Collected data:
◆ ◆ ◆ ◆ ◆

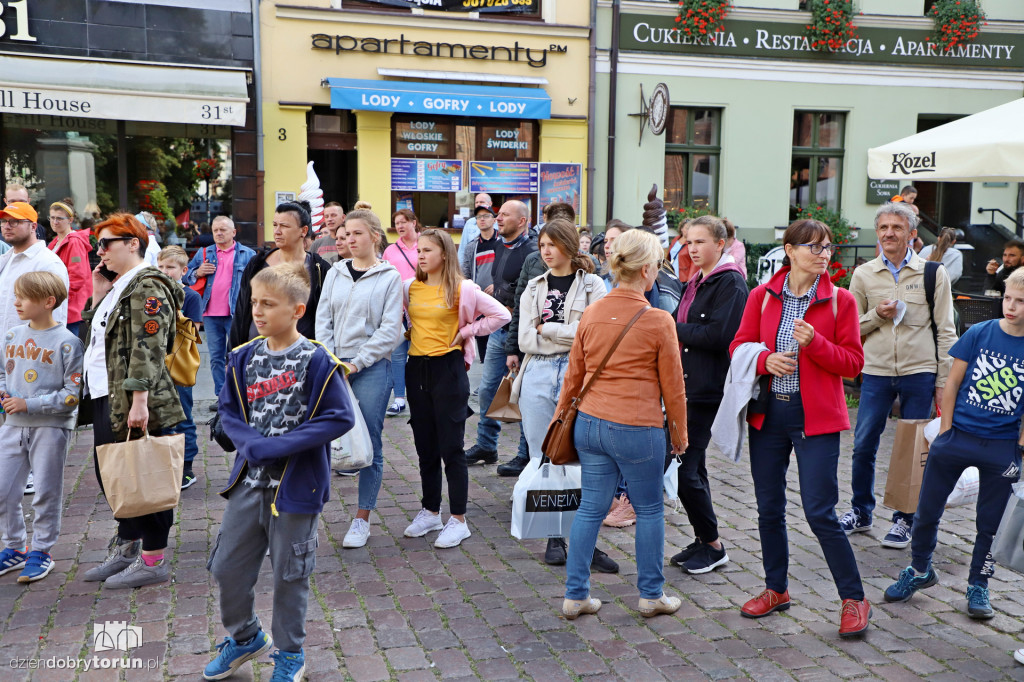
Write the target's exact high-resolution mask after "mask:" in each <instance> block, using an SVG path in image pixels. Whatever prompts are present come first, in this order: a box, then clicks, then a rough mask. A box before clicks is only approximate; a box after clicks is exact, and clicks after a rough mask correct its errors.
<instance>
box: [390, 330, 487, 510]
mask: <svg viewBox="0 0 1024 682" xmlns="http://www.w3.org/2000/svg"><path fill="white" fill-rule="evenodd" d="M406 395H407V397H408V399H409V414H410V420H409V421H410V423H411V424H412V426H413V442H415V443H416V454H417V455H419V457H420V481H421V483H422V484H423V508H424V509H426V510H428V511H432V512H434V513H437V512H439V511H440V509H441V462H443V463H444V476H445V477H446V478H447V482H449V506H450V508H451V509H450V511H451V512H452V513H453V514H455V515H457V516H461V515H462V514H465V513H466V502H467V499H468V497H469V472H468V471H467V469H466V453H465V450H464V447H465V438H466V419H467V418H468V417H469V415H470V414H472V413H471V412H470V410H469V375H468V374H466V364H465V360H464V358H463V354H462V350H454V351H452V352H450V353H446V354H444V355H438V356H429V355H410V356H409V363H408V364H407V365H406Z"/></svg>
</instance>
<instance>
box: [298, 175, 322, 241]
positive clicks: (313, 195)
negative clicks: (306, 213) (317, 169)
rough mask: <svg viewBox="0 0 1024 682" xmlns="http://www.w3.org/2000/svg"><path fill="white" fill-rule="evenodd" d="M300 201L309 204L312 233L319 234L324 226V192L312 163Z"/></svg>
mask: <svg viewBox="0 0 1024 682" xmlns="http://www.w3.org/2000/svg"><path fill="white" fill-rule="evenodd" d="M299 201H300V202H308V203H309V218H310V220H311V221H312V231H313V232H318V231H319V228H321V227H323V226H324V190H323V189H321V188H319V178H318V177H316V172H315V171H314V170H313V162H311V161H310V162H309V163H308V164H306V181H305V182H303V183H302V186H301V187H299Z"/></svg>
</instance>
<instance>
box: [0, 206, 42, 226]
mask: <svg viewBox="0 0 1024 682" xmlns="http://www.w3.org/2000/svg"><path fill="white" fill-rule="evenodd" d="M0 218H14V219H15V220H31V221H32V222H39V214H38V213H36V209H34V208H32V205H31V204H27V203H25V202H11V203H10V204H7V206H5V207H4V208H3V210H2V211H0Z"/></svg>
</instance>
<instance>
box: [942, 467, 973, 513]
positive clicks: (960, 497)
mask: <svg viewBox="0 0 1024 682" xmlns="http://www.w3.org/2000/svg"><path fill="white" fill-rule="evenodd" d="M979 486H980V483H979V481H978V467H968V468H967V469H965V470H964V473H962V474H961V477H959V479H958V480H957V481H956V486H955V487H953V492H952V493H950V494H949V497H948V498H946V506H947V507H958V506H962V505H973V504H974V503H976V502H977V501H978V489H979Z"/></svg>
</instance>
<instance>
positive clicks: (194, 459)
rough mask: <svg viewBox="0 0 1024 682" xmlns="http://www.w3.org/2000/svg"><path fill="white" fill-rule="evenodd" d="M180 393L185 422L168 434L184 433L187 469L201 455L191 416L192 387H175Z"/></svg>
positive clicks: (173, 429) (185, 461)
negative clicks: (196, 458) (191, 389)
mask: <svg viewBox="0 0 1024 682" xmlns="http://www.w3.org/2000/svg"><path fill="white" fill-rule="evenodd" d="M174 388H176V389H177V391H178V399H179V400H181V410H182V411H184V413H185V420H184V421H183V422H178V423H177V424H175V425H174V426H172V427H171V428H170V429H168V433H183V434H184V436H185V468H189V467H190V466H191V463H193V460H195V459H196V456H197V455H199V444H198V442H197V441H196V421H195V420H194V419H193V416H191V408H193V396H191V389H193V387H191V386H175V387H174Z"/></svg>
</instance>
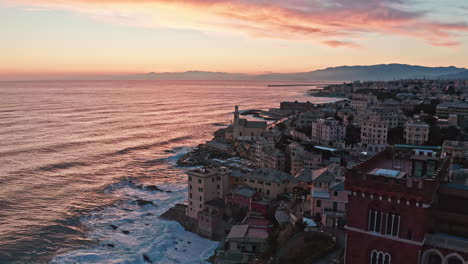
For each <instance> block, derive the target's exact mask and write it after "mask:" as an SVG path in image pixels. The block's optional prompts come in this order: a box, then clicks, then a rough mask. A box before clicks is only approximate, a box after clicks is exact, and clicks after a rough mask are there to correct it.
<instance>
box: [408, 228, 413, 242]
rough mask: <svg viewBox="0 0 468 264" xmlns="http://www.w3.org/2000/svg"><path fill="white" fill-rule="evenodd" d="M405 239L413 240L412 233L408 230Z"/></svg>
mask: <svg viewBox="0 0 468 264" xmlns="http://www.w3.org/2000/svg"><path fill="white" fill-rule="evenodd" d="M406 238H407V239H409V240H412V239H413V231H411V229H408V233H407V235H406Z"/></svg>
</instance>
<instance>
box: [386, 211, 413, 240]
mask: <svg viewBox="0 0 468 264" xmlns="http://www.w3.org/2000/svg"><path fill="white" fill-rule="evenodd" d="M384 231H385V234H387V235H391V236H398V234H399V232H400V215H398V214H387V217H386V220H385V230H384ZM411 236H412V234H411Z"/></svg>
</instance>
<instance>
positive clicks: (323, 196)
mask: <svg viewBox="0 0 468 264" xmlns="http://www.w3.org/2000/svg"><path fill="white" fill-rule="evenodd" d="M312 198H322V199H330V193H329V192H328V191H327V190H321V189H312Z"/></svg>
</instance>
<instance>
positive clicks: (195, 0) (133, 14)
mask: <svg viewBox="0 0 468 264" xmlns="http://www.w3.org/2000/svg"><path fill="white" fill-rule="evenodd" d="M408 1H410V0H352V1H350V0H329V1H322V0H282V1H273V0H270V1H267V0H233V1H227V0H140V1H131V0H34V1H33V0H10V1H9V3H10V4H13V5H23V6H25V7H34V8H54V9H70V10H75V11H78V12H81V13H85V14H87V15H90V16H92V17H93V18H96V19H104V20H108V21H112V22H118V23H124V24H130V25H136V26H144V27H166V28H178V29H191V30H198V31H209V32H223V33H224V32H236V33H239V32H240V33H246V34H248V35H250V36H253V37H258V38H276V39H291V40H304V41H311V40H312V41H315V42H316V43H320V44H323V45H326V46H329V47H335V48H342V47H349V48H357V47H360V46H361V45H360V44H359V41H360V40H361V39H362V38H364V37H363V36H365V33H378V34H382V35H397V36H406V37H411V38H417V39H421V40H423V41H425V42H427V43H429V44H430V45H433V46H445V47H453V46H457V45H459V42H458V37H459V36H460V35H462V34H467V32H468V24H467V23H466V22H463V21H452V22H450V23H447V22H442V21H434V20H430V19H429V18H428V16H427V14H426V12H427V11H408V10H409V9H408V8H404V7H405V5H408V3H409V2H408Z"/></svg>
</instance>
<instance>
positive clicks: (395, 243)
mask: <svg viewBox="0 0 468 264" xmlns="http://www.w3.org/2000/svg"><path fill="white" fill-rule="evenodd" d="M448 168H449V159H448V158H441V157H440V156H438V154H437V153H435V152H433V151H427V150H413V151H408V150H398V149H386V150H385V151H383V152H381V153H379V154H377V155H375V156H373V157H372V158H371V159H369V160H368V161H366V162H364V163H362V164H360V165H358V166H356V167H354V168H352V169H350V170H348V172H347V174H346V181H345V189H346V190H348V191H350V196H349V201H348V210H347V225H346V249H345V263H371V264H374V263H375V264H378V263H384V264H390V263H398V264H406V263H415V264H419V263H424V264H426V263H441V264H442V263H447V262H430V261H429V262H428V258H427V257H426V258H425V257H424V256H423V254H424V253H423V252H424V250H425V247H426V241H427V240H426V238H427V234H428V233H429V232H430V231H431V230H432V228H433V221H432V219H431V211H432V208H433V207H434V206H435V204H436V199H435V197H436V194H437V190H438V187H439V185H440V183H441V182H443V181H445V180H446V179H447V175H448Z"/></svg>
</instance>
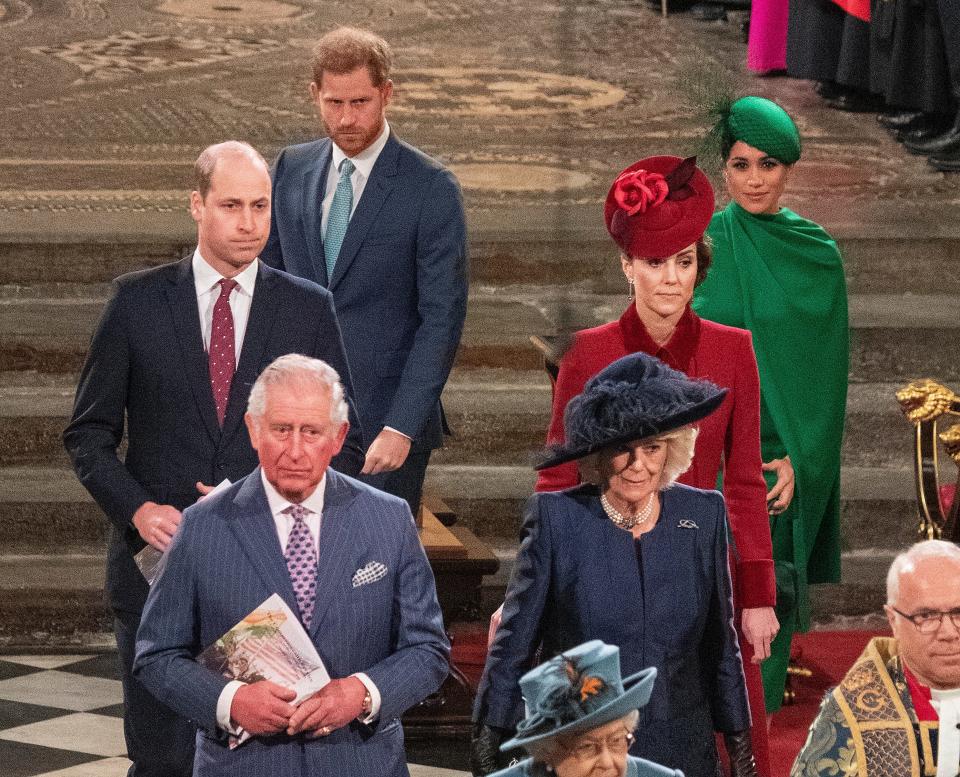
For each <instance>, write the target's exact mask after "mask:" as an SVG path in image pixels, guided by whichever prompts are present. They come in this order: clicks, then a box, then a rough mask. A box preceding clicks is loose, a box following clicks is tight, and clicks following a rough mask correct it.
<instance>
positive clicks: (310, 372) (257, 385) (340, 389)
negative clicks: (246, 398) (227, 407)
mask: <svg viewBox="0 0 960 777" xmlns="http://www.w3.org/2000/svg"><path fill="white" fill-rule="evenodd" d="M294 385H296V386H298V387H302V388H306V389H312V390H316V391H320V390H323V391H329V392H330V420H331V421H332V422H333V423H334V424H336V425H337V426H339V425H340V424H342V423H345V422H346V421H347V418H348V414H347V401H346V399H344V396H343V385H342V384H341V383H340V376H339V375H338V374H337V371H336V370H335V369H333V367H331V366H330V365H329V364H327V363H326V362H325V361H321V360H320V359H313V358H311V357H309V356H303V355H302V354H299V353H288V354H286V355H285V356H280V357H279V358H277V359H274V360H273V361H272V362H271V363H270V364H269V365H267V367H266V368H265V369H264V370H263V372H261V373H260V375H259V376H258V377H257V380H256V382H255V383H254V384H253V388H251V389H250V398H249V399H248V400H247V412H248V413H250V415H251V416H253V417H254V418H256V419H260V418H263V414H264V412H266V409H267V389H269V388H270V387H271V386H294Z"/></svg>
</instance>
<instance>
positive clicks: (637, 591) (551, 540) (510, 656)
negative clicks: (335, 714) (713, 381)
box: [474, 485, 750, 777]
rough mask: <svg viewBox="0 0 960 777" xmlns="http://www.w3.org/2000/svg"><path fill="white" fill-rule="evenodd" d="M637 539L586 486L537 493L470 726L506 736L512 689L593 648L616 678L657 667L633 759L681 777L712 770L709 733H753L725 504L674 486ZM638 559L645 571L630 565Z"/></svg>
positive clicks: (644, 713)
mask: <svg viewBox="0 0 960 777" xmlns="http://www.w3.org/2000/svg"><path fill="white" fill-rule="evenodd" d="M662 499H663V501H662V506H661V512H660V518H659V520H658V522H657V525H656V526H655V527H654V528H653V529H652V530H651V531H650V533H649V534H647V535H645V537H644V539H643V540H641V551H640V553H639V556H638V551H637V547H636V543H635V541H634V538H633V536H632V535H631V534H630V533H629V532H626V531H623V530H622V529H620V528H618V527H617V526H615V525H614V524H613V522H612V521H610V519H609V518H607V516H606V514H605V513H604V512H603V508H602V506H601V505H600V500H599V498H598V496H597V490H596V488H595V487H593V486H579V487H577V488H574V489H570V490H569V491H560V492H556V493H543V494H536V495H534V496H533V497H532V499H531V500H530V503H529V504H528V507H527V513H526V518H525V521H524V526H523V535H522V536H523V540H522V543H521V546H520V552H519V555H518V556H517V564H516V567H515V569H514V573H513V577H512V578H511V580H510V584H509V586H508V588H507V596H506V600H505V602H504V606H503V619H502V621H501V624H500V628H499V629H498V631H497V635H496V638H495V639H494V642H493V645H492V646H491V649H490V653H489V655H488V656H487V663H486V667H485V668H484V673H483V677H482V679H481V681H480V687H479V689H478V690H477V701H476V708H475V712H474V716H475V719H476V720H478V721H480V722H482V723H486V724H488V725H491V726H499V727H503V728H513V727H514V726H515V725H516V723H517V722H518V721H519V719H520V717H521V714H522V711H523V707H522V704H521V698H520V688H519V685H518V681H519V679H520V676H521V675H522V674H523V673H524V672H526V671H527V670H529V669H530V668H531V667H532V666H533V665H534V663H535V662H536V658H537V652H538V650H539V651H540V658H541V659H542V660H547V659H548V658H551V657H552V656H555V655H556V654H558V653H560V652H562V651H563V650H567V649H569V648H571V647H574V646H576V645H579V644H580V643H581V642H586V641H587V640H590V639H601V640H603V641H604V642H607V643H609V644H611V645H617V646H618V647H619V648H620V664H621V671H622V674H623V676H624V677H627V676H629V675H632V674H635V673H636V672H639V671H640V670H641V669H643V668H644V667H647V666H655V667H656V668H657V679H656V683H655V684H654V688H653V692H652V694H651V696H650V701H649V702H648V703H647V705H646V706H645V707H644V708H643V709H641V710H640V725H639V728H638V731H637V743H636V744H635V745H634V748H633V750H632V751H631V752H632V753H633V754H634V755H637V756H640V757H643V758H647V759H650V760H652V761H655V762H656V763H659V764H663V765H664V766H667V767H669V768H672V769H674V768H679V769H681V770H682V771H683V772H684V774H686V775H687V777H699V775H707V776H708V777H713V775H714V773H715V762H716V749H715V745H714V736H713V732H714V731H715V730H716V731H724V732H734V731H742V730H744V729H748V728H749V727H750V713H749V709H748V706H747V695H746V689H745V684H744V677H743V665H742V664H741V659H740V649H739V646H738V643H737V636H736V633H735V631H734V628H733V603H732V600H731V590H730V573H729V569H728V566H727V523H726V509H725V507H724V503H723V496H722V495H721V494H720V493H718V492H716V491H701V490H699V489H695V488H690V487H688V486H682V485H673V486H672V487H670V488H668V489H666V490H665V491H663V492H662ZM641 557H642V564H643V573H642V575H641V574H640V572H639V566H638V558H641Z"/></svg>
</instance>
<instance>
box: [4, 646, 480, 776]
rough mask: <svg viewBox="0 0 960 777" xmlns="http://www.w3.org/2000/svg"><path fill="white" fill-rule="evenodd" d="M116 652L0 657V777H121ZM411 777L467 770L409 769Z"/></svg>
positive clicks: (121, 740)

◆ ◆ ◆ ◆ ◆

== WORK INSTRUCTIONS ==
Count the lines of the data above that contain the string "negative". Reply with the number alone.

== EXERCISE SOLUTION ==
4